- _GIVEN TEXT_:
Guayabo National Monument: An unsolved mystery

A mystery thousands of years old awaits its discovery in the Central Valley of Costa Rica. The Guayabo National Monument, just north of the city of Turrialba, is located on the lush hillside of the active Turrialba Volcano. Opportunities to explore the monument include guided tours, educational opportunities, camping, and the butterfly garden.

The architectural importance of Guayabo has been known since the fourteenth century, when several expeditions in the region made incredible discoveries, developing one of the first archaeological exhibitions in Costa Rica, which has been exhibited in the museum of American history in Madrid (1982).

The archaeological area comprises 15 to 20 hectares, of which only a small part has been excavated. Here we find archaeological features such as mounds, stairways, walkways, open and closed aqueducts, water storage tanks, tombs, petroglyphs, monoliths and sculptures, which reveal a high development in civil engineering, architecture, and urbanism.

- _PROBLEM TO SOLVE_:
How large is the archaeological area, according to the text about the Guayabo National Monument?

- _DATA UNDER STUDY_:

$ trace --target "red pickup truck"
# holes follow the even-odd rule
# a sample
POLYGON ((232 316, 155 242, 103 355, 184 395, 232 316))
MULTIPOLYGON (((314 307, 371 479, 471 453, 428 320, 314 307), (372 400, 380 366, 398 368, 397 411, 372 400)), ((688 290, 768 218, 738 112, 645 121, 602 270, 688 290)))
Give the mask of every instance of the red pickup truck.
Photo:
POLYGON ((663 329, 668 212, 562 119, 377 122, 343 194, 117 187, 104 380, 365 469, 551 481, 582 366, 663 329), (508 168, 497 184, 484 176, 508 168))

- _SOLUTION FOR THIS PROBLEM_:
15 to 20 hectares